=== DAFTAR TUGAS ===
1. Salin dengan tepat bagian artikel tentang Konvensi Hak Anak yang diawali kata-kata "Pentingnya Partisipasi Anak" dan diakhiri dengan "asasi manusia international.".
2. Tentukan apakah setiap pernyataan berikut sesuai dengan artikel tentang Konvensi Hak Anak. Jawab ya atau tidak, disertai kutipan kata-kata penentu dari artikel. (a) Dewi Sri Sumanah menjabat sebagai Media & Brand Manager Save the Children Indonesia. (b) Menurut Dewi Sri Sumanah, terdapat tiga rangkap kewajiban bagi negara peserta KHA. (c) Keterangan tersebut diterima pada hari Jumat.
3. Menurut artikel tentang Konvensi Hak Anak, media apa yang menerima keterangan Dewi Sri Sumanah?

=== KUTIPAN HALAMAN ===
---

Pentingnya Partisipasi Anak dalam Implementasi KHA

JAKARTA - Media & Brand Manager Save the Children Indonesia, Dewi Sri Sumanah mengatakan pedoman implementasi Konvensi Hak Anak (KHA) bagi negara yang telah meratifikasi perjanjian termasuk Indonesia harus mengacu pada kewajiban dasar hukum hak asasi manusia international. 

Menurut Dewi Sri Sumanah, ada empat rangkap kewajiban yang harus laksanakan oleh sebuah negara peserta KHA.

"Yaitu, Kewajiban untuk menghormati (to respect) ketentuan perjanjian; Kewajiban untuk melindungi (to protect) hak-hak yang terkandung di dalamnya dan, lebih sempit lagi, untuk melindungi individu dalam yurisdiksinya dari pelanggaran hak-hak mereka oleh negara atau oleh aktor non-negara;  Kewajiban untuk memajukan (to promote) hak (dengan meningkatkan kesadaran, mempublikasikannya, dan menciptakan budaya hak asasi manusia); Kewajiban untuk memenuhi (to fulfil) hak-hak yang akan dinikmati oleh para pemegang hak," paparnya dalam keterangan yang diterima Inspirasitimur.com, Sabtu (20/11/2021).

---

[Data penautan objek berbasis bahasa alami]
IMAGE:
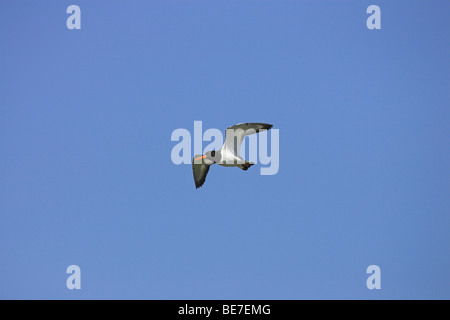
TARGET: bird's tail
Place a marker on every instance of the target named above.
(246, 165)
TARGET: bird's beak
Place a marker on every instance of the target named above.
(200, 158)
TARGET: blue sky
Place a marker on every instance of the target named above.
(86, 176)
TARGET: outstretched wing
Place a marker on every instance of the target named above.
(234, 135)
(200, 170)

---

=== DAFTAR JAWABAN ===
1.
Pentingnya Partisipasi Anak dalam Implementasi KHA

JAKARTA - Media & Brand Manager Save the Children Indonesia, Dewi Sri Sumanah mengatakan pedoman implementasi Konvensi Hak Anak (KHA) bagi negara yang telah meratifikasi perjanjian termasuk Indonesia harus mengacu pada kewajiban dasar hukum hak asasi manusia international.

2.
(a) Ya: "Media & Brand Manager Save the Children Indonesia, Dewi Sri Sumanah".
(b) Tidak: "ada empat rangkap kewajiban".
(c) Tidak: "Sabtu (20/11/2021)".

3. Inspirasitimur.com